Vous pensez que notre société, même si elle a évolué, vit toujours sous l’emprise des idées colonialistes. En quoi est-ce particulièrement le cas dans la pratique médicale ?

À la fac de médecine à Strasbourg où j’ai étudié, les professeurs nous ont transmis des idées immuables : chacun doit rester à sa place. Les médecins sont supérieurs aux infirmiers par exemple qui, à leur tour, ont une place dominante sur les patients. On ne donne pas aux étudiants de références en sciences humaines. Du coup, on fait rentrer l’être humain dans une case. En psychiatrie particulièrement, on ne soigne que les gens riches qui peuvent venir à l’heure. Aujourd’hui encore, il n’existe pas d’enseignement ni d’encouragement à inviter ceux qui ne fréquentent pas les cabinets médicaux. On les envoie à Médecins du monde ou aux urgences qui n’en sont plus d’ailleurs.

• Sur cet exercice: Recopie le passage de l'extrait sur la pratique médicale qui commence aux mots « Vous pensez que » et s'arrête après « sont plus d’ailleurs. ». Remplace au passage « professeurs » par « enseignants ».

• Informations extraites:
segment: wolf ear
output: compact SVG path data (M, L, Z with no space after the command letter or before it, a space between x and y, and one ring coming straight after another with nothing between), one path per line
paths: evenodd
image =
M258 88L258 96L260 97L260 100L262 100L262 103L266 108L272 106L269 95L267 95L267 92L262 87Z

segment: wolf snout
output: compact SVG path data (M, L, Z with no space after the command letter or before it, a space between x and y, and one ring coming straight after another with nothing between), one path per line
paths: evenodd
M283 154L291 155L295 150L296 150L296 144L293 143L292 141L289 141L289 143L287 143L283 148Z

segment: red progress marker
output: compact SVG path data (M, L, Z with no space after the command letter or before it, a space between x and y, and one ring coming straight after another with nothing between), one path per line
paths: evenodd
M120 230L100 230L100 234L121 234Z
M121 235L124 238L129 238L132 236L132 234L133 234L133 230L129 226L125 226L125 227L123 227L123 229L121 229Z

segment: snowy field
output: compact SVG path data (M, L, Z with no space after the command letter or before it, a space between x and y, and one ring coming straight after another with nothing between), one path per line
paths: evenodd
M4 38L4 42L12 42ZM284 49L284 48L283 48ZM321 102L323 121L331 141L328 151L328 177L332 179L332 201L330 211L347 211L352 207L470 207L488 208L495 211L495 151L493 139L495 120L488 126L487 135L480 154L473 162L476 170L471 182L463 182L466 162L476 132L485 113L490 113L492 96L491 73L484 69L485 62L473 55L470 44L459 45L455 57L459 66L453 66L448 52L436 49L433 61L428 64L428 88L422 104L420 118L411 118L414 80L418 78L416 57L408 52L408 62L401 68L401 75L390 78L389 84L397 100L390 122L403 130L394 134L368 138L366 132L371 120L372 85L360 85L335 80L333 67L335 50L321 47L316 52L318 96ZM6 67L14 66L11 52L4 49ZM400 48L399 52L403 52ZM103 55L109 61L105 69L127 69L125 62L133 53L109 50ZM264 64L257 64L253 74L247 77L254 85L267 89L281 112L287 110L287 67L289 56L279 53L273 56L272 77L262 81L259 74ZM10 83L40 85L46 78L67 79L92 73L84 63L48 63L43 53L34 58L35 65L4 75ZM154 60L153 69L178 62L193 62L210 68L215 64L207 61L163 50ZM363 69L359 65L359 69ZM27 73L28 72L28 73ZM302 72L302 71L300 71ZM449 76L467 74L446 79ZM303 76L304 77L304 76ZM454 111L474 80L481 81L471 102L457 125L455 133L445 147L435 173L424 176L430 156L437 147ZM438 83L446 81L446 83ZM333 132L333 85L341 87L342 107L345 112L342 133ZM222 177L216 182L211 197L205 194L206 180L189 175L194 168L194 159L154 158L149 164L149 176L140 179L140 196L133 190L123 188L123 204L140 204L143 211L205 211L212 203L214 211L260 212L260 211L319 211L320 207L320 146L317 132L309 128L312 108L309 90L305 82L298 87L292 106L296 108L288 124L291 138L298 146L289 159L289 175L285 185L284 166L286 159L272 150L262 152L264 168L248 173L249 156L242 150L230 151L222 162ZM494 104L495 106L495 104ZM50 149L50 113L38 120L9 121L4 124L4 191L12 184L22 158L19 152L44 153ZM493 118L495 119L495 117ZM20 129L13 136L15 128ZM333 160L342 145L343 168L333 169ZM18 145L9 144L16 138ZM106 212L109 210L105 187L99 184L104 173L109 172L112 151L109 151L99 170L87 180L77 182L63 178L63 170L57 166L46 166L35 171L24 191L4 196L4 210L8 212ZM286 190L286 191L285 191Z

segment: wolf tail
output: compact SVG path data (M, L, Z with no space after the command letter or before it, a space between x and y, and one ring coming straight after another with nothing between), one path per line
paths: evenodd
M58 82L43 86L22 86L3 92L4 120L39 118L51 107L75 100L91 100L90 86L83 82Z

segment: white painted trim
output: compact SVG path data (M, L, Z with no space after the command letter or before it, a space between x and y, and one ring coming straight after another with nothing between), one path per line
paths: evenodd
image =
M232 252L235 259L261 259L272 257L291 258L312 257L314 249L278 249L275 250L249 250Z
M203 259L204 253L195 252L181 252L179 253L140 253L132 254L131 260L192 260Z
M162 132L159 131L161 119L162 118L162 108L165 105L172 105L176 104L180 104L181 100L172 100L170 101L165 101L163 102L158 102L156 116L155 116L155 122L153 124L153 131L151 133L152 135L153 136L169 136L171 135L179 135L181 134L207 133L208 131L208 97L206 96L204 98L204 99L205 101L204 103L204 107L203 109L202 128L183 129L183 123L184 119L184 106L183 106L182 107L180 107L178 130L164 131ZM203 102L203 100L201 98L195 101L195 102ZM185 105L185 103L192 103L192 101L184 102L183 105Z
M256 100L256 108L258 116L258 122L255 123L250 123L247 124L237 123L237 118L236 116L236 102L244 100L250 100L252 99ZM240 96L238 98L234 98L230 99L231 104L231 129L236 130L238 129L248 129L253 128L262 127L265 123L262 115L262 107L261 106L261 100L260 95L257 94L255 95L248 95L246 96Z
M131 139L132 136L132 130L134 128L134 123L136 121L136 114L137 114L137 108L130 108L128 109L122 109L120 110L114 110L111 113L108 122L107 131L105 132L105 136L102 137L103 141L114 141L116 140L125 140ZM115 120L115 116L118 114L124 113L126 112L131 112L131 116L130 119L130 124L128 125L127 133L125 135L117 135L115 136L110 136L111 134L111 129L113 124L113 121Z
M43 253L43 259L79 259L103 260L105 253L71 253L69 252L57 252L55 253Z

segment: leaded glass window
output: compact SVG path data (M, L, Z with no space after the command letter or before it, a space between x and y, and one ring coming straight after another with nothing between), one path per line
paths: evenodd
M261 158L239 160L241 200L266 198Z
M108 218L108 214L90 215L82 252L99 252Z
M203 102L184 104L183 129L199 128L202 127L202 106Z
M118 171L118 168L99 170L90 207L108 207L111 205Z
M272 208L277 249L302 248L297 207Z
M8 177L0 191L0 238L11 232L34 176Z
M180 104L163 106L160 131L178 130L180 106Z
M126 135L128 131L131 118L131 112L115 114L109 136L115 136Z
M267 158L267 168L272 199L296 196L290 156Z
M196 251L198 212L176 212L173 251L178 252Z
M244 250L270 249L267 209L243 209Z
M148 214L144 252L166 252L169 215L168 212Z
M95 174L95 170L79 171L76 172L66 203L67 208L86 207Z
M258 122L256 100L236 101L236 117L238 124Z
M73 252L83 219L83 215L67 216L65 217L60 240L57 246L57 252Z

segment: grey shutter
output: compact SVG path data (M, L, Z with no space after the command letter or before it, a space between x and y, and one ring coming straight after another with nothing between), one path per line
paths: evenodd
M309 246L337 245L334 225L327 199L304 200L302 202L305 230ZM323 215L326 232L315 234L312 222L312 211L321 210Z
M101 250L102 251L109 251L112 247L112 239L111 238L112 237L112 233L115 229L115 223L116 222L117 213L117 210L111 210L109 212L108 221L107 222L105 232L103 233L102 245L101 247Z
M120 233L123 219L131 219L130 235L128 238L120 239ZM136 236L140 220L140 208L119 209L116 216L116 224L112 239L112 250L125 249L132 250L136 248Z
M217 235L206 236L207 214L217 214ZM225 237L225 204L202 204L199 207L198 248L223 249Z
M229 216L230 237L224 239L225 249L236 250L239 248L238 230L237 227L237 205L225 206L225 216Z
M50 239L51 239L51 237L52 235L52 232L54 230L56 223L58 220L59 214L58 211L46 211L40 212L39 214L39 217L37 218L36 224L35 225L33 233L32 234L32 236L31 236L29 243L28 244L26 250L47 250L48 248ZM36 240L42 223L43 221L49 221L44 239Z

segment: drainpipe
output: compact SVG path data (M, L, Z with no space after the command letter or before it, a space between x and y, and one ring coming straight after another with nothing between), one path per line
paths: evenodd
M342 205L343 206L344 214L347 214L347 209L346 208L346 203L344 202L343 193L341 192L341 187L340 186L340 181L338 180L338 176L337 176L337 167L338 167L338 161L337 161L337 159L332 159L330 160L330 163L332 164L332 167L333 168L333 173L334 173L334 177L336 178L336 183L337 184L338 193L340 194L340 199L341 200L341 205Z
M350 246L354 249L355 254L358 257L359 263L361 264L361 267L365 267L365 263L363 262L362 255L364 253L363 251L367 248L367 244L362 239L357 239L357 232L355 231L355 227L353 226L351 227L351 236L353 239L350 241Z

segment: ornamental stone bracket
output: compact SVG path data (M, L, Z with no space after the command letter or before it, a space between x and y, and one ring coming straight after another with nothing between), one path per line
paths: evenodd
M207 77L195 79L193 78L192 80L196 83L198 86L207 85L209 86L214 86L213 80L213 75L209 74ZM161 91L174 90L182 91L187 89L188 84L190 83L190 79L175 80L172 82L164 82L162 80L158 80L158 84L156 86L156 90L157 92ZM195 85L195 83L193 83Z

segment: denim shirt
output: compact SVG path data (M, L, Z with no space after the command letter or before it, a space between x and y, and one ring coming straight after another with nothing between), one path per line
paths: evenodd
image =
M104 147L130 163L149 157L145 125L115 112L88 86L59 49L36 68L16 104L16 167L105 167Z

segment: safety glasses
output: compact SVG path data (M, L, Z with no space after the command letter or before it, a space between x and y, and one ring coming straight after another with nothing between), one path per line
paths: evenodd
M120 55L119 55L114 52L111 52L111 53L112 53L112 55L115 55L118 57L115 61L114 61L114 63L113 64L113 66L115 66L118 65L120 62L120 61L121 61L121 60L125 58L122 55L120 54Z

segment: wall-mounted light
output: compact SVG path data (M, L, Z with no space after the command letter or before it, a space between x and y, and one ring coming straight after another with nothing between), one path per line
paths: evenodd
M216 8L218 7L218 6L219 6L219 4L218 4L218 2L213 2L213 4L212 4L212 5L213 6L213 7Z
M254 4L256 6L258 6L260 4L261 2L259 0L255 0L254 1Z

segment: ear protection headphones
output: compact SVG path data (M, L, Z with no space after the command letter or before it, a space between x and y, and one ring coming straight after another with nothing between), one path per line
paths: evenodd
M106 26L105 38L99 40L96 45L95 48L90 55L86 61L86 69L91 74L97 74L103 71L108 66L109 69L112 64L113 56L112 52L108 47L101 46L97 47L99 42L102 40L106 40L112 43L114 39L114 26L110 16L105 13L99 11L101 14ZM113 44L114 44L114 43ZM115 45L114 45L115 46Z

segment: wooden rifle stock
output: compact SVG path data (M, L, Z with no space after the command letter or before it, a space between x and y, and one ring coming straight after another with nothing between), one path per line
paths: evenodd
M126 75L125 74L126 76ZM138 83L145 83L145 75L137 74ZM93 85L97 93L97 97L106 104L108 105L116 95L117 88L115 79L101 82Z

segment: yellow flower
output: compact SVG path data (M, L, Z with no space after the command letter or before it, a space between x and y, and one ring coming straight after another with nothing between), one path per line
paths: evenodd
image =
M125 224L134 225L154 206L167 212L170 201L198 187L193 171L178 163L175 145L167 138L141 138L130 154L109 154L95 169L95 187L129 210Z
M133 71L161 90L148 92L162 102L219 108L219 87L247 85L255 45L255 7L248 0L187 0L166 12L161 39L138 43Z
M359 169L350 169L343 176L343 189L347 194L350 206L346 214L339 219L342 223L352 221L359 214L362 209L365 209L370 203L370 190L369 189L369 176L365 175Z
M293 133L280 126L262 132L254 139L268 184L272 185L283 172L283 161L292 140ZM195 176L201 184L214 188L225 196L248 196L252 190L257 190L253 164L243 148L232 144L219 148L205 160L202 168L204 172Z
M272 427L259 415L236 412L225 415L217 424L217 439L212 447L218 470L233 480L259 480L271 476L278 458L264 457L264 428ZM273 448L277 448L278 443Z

• La réponse:
Vous pensez que notre société, même si elle a évolué, vit toujours sous l’emprise des idées colonialistes. En quoi est-ce particulièrement le cas dans la pratique médicale ?

À la fac de médecine à Strasbourg où j’ai étudié, les enseignants nous ont transmis des idées immuables : chacun doit rester à sa place. Les médecins sont supérieurs aux infirmiers par exemple qui, à leur tour, ont une place dominante sur les patients. On ne donne pas aux étudiants de références en sciences humaines. Du coup, on fait rentrer l’être humain dans une case. En psychiatrie particulièrement, on ne soigne que les gens riches qui peuvent venir à l’heure. Aujourd’hui encore, il n’existe pas d’enseignement ni d’encouragement à inviter ceux qui ne fréquentent pas les cabinets médicaux. On les envoie à Médecins du monde ou aux urgences qui n’en sont plus d’ailleurs.